Records from a point annotation set:
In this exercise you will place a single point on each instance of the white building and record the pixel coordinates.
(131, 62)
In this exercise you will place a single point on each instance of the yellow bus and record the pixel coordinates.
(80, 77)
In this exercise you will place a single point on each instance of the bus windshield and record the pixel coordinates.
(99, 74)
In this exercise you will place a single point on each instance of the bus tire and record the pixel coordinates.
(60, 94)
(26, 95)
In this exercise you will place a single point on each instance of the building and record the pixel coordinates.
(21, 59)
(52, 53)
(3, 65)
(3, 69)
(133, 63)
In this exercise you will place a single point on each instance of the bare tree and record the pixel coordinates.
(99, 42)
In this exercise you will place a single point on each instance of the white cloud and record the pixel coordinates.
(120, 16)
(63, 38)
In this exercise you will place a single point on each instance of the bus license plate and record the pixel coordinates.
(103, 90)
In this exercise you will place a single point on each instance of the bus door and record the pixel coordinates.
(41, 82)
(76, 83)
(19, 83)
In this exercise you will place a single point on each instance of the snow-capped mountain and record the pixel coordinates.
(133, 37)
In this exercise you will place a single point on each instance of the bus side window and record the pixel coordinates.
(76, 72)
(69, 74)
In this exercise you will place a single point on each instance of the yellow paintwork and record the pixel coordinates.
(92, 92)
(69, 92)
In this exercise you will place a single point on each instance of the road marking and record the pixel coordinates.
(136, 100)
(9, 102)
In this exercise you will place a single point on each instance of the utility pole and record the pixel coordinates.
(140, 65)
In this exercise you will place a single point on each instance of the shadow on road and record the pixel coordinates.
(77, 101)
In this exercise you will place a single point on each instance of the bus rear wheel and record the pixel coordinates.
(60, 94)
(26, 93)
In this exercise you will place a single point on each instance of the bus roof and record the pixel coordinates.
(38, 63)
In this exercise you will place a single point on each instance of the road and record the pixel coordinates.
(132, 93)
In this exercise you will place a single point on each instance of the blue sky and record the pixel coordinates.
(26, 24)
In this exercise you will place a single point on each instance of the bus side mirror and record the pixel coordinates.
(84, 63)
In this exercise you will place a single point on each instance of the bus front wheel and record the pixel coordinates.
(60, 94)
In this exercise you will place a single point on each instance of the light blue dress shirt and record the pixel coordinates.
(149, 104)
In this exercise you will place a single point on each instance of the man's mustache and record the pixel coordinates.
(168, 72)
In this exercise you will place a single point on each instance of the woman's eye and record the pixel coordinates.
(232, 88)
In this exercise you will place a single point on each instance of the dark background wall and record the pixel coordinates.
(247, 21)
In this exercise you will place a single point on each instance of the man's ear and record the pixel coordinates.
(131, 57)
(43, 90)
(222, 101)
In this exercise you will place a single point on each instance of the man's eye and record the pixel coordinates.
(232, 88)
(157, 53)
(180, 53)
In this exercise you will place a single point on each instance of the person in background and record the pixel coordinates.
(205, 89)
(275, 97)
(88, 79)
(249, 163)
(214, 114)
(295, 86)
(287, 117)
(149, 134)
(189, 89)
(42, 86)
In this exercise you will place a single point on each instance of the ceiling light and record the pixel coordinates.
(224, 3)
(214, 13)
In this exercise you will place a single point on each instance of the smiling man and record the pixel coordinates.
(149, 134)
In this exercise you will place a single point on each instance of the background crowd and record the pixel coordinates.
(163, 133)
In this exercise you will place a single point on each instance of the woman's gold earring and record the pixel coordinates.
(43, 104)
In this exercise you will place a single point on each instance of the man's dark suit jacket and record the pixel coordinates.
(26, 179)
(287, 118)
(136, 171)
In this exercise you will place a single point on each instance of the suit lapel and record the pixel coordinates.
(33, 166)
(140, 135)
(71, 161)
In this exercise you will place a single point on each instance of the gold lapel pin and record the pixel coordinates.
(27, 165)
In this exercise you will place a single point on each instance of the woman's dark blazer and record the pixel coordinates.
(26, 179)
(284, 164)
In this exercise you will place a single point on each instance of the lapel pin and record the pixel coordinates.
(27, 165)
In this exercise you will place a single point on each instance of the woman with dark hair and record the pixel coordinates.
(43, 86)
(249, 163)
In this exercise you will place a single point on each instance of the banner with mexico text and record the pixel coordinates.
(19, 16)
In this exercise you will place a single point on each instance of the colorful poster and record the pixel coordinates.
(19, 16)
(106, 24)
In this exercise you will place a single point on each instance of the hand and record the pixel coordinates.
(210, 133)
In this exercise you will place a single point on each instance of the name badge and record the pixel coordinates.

_Exercise requirements:_
Quote the lines of every record above word for word.

_Correct answer:_
In this exercise you will place a single point on each instance of the white building and record the pixel coordinates.
(131, 62)
In this exercise you will place a single point on each instance of the yellow bus and record the pixel coordinates.
(80, 77)
In this exercise you will place a single point on each instance of the bus windshield and record the pixel coordinates.
(99, 74)
In this exercise you will place a single point on each instance of the bus tire and record the pixel coordinates.
(60, 94)
(26, 95)
In this exercise you will place a single point on each instance of the building and record the pixel coordinates.
(21, 59)
(52, 53)
(3, 65)
(3, 69)
(133, 63)
In this exercise you will place a single point on each instance of the bare tree and record the pixel coordinates.
(99, 42)
In this exercise you will place a single point on each instance of the white cloud and record the pixel coordinates.
(120, 16)
(63, 38)
In this exercise you will place a single point on each instance of the bus license plate and record the pixel coordinates.
(103, 90)
In this exercise you will place a single point on each instance of the bus door and record the pixel coordinates.
(41, 82)
(76, 83)
(19, 83)
In this exercise you will place a single point on each instance of the snow-capped mountain and record the pixel coordinates.
(133, 37)
In this exercise you will place a single point on each instance of the bus side window and record the pixel coordinates.
(76, 72)
(69, 74)
In this exercise you will place a single point on each instance of the yellow paintwork and record the pixel coordinates.
(92, 92)
(69, 92)
In this exercise you will place a single point on each instance of the road marking and record the pixel coordinates.
(136, 100)
(9, 102)
In this exercise you will place a single point on each instance of the utility pole and record the pixel coordinates.
(140, 65)
In this exercise you will place a single point on each instance of the shadow on road and record the pixel coordinates.
(77, 101)
In this exercise you will place a single point on each instance of the bus rear wheel and record the pixel coordinates.
(60, 94)
(26, 93)
In this exercise you will place a single point on each instance of the bus roof and record the pixel coordinates.
(38, 63)
In this exercise you will place a single point on each instance of the road and record the pixel coordinates.
(132, 93)
In this exercise you will place a single point on each instance of the blue sky and record the pixel coordinates.
(26, 24)
In this exercise you will place a single point on each instance of the bus side mirror and record the pixel coordinates.
(84, 63)
In this exercise you will place a single point on each instance of the bus front wheel and record the pixel coordinates.
(60, 94)
In this exercise you will place a single point on each instance of the light blue dress shirt and record the pixel coordinates.
(149, 104)
In this exercise you will place a single point on each instance of the man's mustache and record the pixel coordinates.
(168, 72)
In this exercise you will place a single point on each instance of the woman's eye and record the pixel coordinates.
(232, 88)
In this exercise you will place a single point on each instance of the dark background wall and record the pixel coordinates.
(247, 21)
In this exercise you will place a single point on each instance of the man's ear and record the pixel coordinates.
(131, 57)
(43, 90)
(222, 101)
In this exercise you will place a single point on each instance of the man's eye and record the pixel coordinates.
(232, 88)
(157, 53)
(180, 53)
In this exercise you will place a single point on each instance of the person in background and record the pixel coordinates.
(205, 89)
(275, 97)
(88, 79)
(249, 163)
(214, 114)
(295, 86)
(287, 117)
(149, 134)
(189, 89)
(42, 86)
In this exercise you will place a single point on each instance of the ceiling light and record the pixel coordinates.
(224, 3)
(214, 13)
In this exercise you will place a single point on each instance of the smiling man and record the pixel coordinates.
(149, 134)
In this exercise you will place a single point on each instance of the background crowd and record the pixel coordinates.
(163, 133)
In this exercise you will place a single point on each instance of the woman's gold earring and record the pixel coordinates.
(43, 104)
In this exercise you will place a single point on each instance of the man's dark suit jacket and record the pixel coordinates.
(26, 179)
(287, 118)
(136, 171)
In this exercise you will place a single point on each instance of the suit lapel and record the pixel coordinates.
(33, 166)
(140, 135)
(71, 161)
In this exercise you will place a single point on each instance of the gold lapel pin and record the pixel coordinates.
(27, 165)
In this exercise you will place a single point on each instance of the woman's dark blazer and record the pixel coordinates.
(26, 179)
(284, 164)
In this exercise you will place a single point on each instance of the lapel pin and record the pixel coordinates.
(27, 165)
In this exercise you will place a single point on each instance of the woman with dark hair and record the pixel coordinates.
(43, 86)
(249, 163)
In this exercise you will place a single point on each instance of the banner with mexico text and record the pixel coordinates.
(19, 16)
In this exercise you will place a single point on each instance of the colorful poster and record the pixel coordinates.
(19, 16)
(106, 24)
In this exercise you will place a single point on each instance of the hand and record the pixel coordinates.
(210, 133)
In this exercise you will place a single point on each instance of the name badge and record the pixel coordinates.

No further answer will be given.